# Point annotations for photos
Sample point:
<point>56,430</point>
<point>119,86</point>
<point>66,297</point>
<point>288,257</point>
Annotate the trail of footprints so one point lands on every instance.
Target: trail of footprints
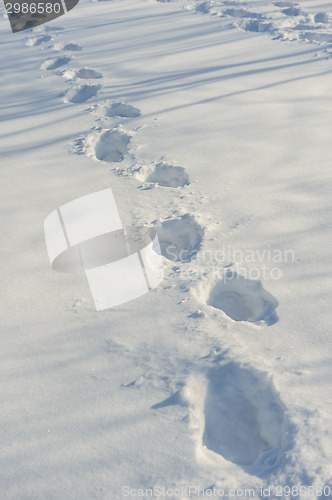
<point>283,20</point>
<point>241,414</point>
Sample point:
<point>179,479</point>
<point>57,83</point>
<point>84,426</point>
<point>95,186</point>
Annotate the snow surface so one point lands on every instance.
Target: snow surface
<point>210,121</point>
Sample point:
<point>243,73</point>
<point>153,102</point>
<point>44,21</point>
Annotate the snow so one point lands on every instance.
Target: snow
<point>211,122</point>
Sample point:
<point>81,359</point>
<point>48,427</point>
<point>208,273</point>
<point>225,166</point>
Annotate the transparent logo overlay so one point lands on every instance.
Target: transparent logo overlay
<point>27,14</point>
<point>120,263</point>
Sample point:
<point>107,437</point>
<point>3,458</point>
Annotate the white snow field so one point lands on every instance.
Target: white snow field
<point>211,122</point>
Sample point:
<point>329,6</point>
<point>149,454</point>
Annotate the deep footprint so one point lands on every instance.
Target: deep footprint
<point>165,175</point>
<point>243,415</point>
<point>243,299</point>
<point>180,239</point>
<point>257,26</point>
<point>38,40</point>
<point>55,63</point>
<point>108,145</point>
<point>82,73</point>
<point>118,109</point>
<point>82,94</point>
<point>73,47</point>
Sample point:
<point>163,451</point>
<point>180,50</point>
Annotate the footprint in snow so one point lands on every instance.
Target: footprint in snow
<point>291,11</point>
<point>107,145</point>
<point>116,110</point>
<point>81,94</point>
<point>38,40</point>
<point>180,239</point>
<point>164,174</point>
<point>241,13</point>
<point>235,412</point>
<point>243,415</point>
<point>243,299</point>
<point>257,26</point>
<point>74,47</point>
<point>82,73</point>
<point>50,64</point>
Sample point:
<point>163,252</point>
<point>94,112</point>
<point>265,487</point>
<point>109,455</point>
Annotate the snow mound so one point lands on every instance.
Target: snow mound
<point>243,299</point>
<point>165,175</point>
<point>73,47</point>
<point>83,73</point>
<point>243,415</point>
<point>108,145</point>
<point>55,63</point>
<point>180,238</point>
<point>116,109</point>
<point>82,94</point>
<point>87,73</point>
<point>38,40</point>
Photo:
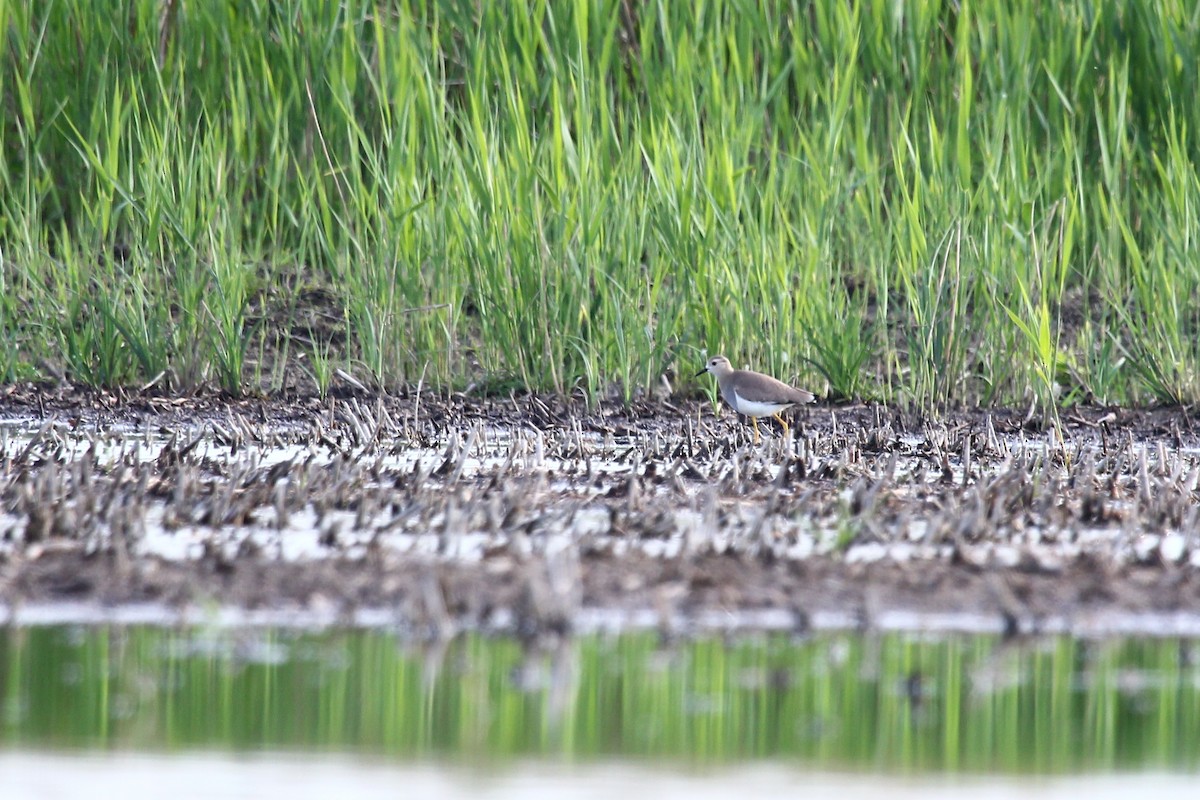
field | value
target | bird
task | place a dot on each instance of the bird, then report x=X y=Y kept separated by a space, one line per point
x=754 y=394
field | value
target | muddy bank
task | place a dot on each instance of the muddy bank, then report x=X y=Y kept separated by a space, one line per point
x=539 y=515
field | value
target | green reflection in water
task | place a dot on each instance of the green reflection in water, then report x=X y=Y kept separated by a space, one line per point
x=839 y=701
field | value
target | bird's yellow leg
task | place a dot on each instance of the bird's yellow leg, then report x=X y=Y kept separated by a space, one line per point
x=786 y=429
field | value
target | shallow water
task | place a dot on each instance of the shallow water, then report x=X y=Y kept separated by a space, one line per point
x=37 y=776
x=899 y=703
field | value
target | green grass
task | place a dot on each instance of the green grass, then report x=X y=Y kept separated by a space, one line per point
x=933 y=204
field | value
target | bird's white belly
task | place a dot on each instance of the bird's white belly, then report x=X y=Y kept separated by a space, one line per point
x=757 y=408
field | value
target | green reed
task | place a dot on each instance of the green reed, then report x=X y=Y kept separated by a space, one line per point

# WRITTEN INSTRUCTION
Copy the listing from its first line up to and including the line with "<point>210,121</point>", leaving the pictures out of your copy.

# TASK SOLUTION
Sample point:
<point>56,430</point>
<point>119,86</point>
<point>66,297</point>
<point>288,257</point>
Annotate the trail of footprints so one point lands on every instance.
Target: trail of footprints
<point>283,20</point>
<point>241,414</point>
Sample point:
<point>179,479</point>
<point>57,83</point>
<point>84,426</point>
<point>95,186</point>
Annotate the snow surface so one point lands on every instance.
Target: snow surface
<point>210,121</point>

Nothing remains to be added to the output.